## PROBLEM TO SOLVE
From the line with "Localize green bottle" through the line with "Localize green tree", repeat the entries verbatim, both end lines included, and add nothing.

Segment Start: AVAILABLE RECORDS

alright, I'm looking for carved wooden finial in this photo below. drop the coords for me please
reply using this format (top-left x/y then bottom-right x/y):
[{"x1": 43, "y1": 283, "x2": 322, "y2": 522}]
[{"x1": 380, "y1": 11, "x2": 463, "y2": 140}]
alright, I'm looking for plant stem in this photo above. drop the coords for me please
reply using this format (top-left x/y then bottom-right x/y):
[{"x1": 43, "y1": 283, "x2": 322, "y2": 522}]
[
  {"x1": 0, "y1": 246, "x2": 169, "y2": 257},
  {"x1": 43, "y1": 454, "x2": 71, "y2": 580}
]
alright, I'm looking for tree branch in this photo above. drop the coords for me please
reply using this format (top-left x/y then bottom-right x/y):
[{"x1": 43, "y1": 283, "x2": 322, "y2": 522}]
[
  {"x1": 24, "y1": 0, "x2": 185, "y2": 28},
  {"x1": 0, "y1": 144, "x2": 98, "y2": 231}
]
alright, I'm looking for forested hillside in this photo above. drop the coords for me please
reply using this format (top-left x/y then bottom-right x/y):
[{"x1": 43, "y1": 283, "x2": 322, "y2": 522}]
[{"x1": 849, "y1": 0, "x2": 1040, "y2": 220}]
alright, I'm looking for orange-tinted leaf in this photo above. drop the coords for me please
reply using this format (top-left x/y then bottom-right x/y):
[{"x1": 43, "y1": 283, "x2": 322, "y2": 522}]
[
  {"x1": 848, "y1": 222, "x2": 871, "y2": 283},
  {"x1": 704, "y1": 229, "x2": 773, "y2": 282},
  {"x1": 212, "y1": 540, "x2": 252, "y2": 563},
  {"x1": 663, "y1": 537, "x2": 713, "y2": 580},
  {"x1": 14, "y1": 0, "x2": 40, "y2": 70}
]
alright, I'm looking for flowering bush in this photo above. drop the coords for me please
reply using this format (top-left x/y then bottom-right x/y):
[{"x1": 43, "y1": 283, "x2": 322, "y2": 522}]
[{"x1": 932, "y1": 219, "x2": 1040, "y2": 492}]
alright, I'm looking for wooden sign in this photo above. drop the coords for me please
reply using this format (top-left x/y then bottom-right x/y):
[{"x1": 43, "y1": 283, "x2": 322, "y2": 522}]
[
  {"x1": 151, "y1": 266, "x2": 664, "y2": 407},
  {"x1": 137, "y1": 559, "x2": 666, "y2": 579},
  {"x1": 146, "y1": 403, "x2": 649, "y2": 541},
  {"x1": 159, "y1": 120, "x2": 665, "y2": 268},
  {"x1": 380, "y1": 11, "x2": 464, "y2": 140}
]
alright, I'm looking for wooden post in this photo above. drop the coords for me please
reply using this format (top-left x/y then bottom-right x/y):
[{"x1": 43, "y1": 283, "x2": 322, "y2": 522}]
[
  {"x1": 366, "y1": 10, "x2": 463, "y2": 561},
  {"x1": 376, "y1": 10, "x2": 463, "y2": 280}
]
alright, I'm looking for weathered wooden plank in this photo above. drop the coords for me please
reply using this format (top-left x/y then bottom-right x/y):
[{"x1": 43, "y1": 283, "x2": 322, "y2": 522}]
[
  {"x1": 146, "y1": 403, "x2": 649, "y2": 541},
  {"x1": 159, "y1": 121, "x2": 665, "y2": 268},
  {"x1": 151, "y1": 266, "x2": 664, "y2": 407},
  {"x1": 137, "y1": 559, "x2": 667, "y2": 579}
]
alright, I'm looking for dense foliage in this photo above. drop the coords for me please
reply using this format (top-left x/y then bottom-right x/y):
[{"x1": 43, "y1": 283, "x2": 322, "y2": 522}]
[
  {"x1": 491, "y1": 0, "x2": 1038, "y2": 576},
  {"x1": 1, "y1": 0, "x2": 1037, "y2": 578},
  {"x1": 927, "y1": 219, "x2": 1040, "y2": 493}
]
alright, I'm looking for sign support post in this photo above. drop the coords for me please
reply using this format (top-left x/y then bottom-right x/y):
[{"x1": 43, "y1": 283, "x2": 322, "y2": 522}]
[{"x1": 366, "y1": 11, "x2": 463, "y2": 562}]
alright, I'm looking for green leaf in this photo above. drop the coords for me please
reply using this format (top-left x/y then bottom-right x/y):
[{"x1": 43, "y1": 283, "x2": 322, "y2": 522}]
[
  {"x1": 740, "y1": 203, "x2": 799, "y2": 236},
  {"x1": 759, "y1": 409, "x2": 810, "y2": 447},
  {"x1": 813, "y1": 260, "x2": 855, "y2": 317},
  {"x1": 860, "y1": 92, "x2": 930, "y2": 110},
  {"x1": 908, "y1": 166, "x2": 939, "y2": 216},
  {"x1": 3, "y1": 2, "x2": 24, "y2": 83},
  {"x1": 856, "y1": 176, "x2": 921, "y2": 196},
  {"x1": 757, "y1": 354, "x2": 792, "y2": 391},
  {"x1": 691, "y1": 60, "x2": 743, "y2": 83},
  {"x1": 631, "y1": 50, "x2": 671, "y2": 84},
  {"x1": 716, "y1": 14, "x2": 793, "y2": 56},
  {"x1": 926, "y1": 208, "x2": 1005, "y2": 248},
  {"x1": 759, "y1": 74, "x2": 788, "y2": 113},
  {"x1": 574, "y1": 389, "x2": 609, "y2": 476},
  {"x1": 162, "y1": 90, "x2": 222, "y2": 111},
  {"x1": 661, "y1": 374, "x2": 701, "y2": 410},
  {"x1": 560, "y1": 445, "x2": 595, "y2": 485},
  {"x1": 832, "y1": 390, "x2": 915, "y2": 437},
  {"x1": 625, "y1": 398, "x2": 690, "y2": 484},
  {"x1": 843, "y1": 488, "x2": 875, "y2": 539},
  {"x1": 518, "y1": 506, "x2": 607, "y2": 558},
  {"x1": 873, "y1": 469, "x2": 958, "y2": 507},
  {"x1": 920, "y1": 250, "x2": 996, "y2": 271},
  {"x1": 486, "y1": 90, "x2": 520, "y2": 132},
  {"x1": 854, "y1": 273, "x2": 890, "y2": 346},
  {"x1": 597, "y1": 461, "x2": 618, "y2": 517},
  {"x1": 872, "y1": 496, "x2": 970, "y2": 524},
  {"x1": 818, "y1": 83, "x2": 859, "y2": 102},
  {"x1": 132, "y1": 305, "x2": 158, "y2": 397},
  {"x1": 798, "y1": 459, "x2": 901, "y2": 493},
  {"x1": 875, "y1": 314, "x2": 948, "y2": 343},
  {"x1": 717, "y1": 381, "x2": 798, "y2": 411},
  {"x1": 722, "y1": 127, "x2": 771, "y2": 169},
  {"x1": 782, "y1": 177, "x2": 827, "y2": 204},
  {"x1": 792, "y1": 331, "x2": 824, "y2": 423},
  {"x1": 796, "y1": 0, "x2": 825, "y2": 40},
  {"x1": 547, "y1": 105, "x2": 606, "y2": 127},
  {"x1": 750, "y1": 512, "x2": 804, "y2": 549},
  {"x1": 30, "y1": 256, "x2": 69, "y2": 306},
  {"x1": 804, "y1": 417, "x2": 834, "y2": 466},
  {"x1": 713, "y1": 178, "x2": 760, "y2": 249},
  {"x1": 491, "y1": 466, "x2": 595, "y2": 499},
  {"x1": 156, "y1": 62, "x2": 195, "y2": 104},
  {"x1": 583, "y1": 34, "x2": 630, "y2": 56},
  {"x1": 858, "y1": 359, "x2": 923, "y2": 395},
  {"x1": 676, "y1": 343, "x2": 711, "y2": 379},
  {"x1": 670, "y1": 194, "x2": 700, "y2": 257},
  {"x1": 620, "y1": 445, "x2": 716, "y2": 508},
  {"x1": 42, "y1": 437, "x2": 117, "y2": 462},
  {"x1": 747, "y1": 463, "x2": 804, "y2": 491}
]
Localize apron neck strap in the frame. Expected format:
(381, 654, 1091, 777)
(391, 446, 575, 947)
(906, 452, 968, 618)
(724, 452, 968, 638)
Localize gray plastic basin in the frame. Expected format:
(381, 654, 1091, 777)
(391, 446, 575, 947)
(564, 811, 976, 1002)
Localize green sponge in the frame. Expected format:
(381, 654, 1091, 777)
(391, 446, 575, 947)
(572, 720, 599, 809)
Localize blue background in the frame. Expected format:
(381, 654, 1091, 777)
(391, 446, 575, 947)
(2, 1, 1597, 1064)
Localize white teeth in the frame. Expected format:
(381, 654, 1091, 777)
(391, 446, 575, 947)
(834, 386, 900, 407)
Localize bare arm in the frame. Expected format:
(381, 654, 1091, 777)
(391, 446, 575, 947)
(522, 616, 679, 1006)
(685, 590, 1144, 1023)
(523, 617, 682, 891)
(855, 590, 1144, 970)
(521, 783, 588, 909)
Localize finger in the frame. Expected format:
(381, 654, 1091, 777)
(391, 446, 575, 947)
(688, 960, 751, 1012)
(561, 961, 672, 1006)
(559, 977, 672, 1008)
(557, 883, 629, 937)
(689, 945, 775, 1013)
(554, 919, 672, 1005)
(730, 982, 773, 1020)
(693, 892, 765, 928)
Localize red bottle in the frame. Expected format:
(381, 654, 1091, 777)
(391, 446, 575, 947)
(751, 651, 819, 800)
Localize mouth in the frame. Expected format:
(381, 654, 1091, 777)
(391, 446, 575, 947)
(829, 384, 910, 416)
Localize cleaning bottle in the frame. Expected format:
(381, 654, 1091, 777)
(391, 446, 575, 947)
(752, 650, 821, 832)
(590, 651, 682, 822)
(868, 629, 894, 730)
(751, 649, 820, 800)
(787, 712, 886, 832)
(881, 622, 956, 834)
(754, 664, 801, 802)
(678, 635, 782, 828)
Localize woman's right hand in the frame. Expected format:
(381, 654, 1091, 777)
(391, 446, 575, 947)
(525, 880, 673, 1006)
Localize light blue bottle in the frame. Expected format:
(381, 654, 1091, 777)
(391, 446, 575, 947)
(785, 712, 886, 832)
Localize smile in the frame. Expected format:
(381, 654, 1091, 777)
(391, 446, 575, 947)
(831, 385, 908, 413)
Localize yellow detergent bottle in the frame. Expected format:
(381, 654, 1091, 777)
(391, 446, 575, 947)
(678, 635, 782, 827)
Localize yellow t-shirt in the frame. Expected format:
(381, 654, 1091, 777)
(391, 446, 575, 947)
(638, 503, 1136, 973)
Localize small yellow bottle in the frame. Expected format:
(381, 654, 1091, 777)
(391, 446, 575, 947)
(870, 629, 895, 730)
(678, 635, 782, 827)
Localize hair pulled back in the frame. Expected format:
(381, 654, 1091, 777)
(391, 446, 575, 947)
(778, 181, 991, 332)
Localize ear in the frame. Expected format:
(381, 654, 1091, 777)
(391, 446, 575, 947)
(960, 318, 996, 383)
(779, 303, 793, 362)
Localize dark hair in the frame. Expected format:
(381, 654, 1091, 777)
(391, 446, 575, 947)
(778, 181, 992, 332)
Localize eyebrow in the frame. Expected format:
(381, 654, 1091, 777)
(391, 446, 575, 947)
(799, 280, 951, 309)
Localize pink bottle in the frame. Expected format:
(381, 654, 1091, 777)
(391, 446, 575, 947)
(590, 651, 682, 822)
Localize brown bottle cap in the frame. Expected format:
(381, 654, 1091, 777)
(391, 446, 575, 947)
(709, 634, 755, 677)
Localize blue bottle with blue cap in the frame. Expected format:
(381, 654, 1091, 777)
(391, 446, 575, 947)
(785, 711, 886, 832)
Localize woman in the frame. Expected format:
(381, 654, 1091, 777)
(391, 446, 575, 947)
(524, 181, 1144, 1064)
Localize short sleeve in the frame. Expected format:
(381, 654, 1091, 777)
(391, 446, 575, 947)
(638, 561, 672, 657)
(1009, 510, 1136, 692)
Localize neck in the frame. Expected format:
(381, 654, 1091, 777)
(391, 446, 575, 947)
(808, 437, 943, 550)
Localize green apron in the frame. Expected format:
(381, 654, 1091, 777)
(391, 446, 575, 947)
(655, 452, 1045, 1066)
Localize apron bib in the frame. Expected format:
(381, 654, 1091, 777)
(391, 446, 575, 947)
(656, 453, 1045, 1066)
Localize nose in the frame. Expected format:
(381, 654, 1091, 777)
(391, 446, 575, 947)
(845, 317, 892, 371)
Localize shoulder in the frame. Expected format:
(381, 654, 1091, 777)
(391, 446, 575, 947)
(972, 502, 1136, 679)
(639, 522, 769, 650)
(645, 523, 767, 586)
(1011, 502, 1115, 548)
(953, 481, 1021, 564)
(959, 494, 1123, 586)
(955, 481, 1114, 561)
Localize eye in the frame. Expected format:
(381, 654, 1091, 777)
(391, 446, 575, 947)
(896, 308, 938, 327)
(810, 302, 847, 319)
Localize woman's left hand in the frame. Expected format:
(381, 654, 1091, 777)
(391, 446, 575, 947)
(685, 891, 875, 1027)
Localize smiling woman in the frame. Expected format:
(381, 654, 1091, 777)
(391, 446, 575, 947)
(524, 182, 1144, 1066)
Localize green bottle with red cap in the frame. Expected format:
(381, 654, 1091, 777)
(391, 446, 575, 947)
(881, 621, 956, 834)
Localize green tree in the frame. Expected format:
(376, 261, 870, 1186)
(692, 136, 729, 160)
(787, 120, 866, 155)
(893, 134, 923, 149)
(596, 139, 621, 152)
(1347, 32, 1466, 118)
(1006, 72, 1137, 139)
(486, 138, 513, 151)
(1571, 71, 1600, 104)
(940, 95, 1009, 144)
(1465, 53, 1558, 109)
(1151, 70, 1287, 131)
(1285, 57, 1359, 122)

Segment End: AVAILABLE RECORDS

## RESPONSE TO THIS EXERCISE
Localize green bottle with red cap in the frame. Expected format:
(381, 654, 1091, 777)
(391, 446, 575, 947)
(881, 621, 956, 834)
Localize green tree in the frame. Expected format:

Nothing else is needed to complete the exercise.